▸ **Passage**:
◆ ◆ ◆ ◆ ◆

Climbing mountains, step-by-step

I had the whole thing figured out perfectly. The post was almost completely written in my head on Monday. It was going to be a work of pure inspiration, and with a little luck, full of fancy clichés. I couldn’t wait; I just needed one tiny thing to happen before I started banging out the words on my laptop.

Earlier this weekend, the Puddinette and I were struggling to box up the last of the Christmas decorations while the Puddinpop watched a football game. Incidentally, football, well, pretty much any sport, really, has become his new obsession. He was watching an old ATP tennis match the other day because that was the only sporting event being televised at the time. So, yes, I’ve created a monster.

Anyway, as we were going about our tasks, he asked the Puddinette if she could guess what college he wanted to go to. She couldn’t, because he’s already settled on Indiana University, of all places. We’ll see how that ends up 10 years from now, but it’s his pick of the moment because it was my pick when I was a high school senior.

The thing is that I didn’t end up attending IU because when I saw the tuition, room, and board price tag for out-of-state students, I immediately dismissed it as possibility. It took about 10 minutes for that dream to fizzle into oblivion. I realize now that I should have tried a damned sight harder to make it happen; I should have let nothing stand in my way if that’s what I really wanted. But when I was younger, I was quick to make the right-turn-on-red down ye ole’ Path of Least Resistance.

It’s one of only a couple of things about my life I might change were I given an opportunity. That alone says a lot; I’m not often given to entertaining notions based on hindsight.

◆ ◆ ◆ ◆ ◆

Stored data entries
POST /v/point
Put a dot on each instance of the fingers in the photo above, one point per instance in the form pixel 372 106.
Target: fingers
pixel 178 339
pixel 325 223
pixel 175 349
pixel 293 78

◆ ◆ ◆ ◆ ◆

▸ **Stated problem A**:
In the blog post, which college has the Puddinpop already settled on?
▸ **Stated problem B**:
Echo the stored data entries line for line, without any changes.
The blog post and the stored data entries are unrelated to each other.

▸ **Full output A**:
Indiana University.

▸ **Full output B**:
POST /v/point
Put a dot on each instance of the fingers in the photo above, one point per instance in the form pixel 372 106.
Target: fingers
pixel 178 339
pixel 325 223
pixel 175 349
pixel 293 78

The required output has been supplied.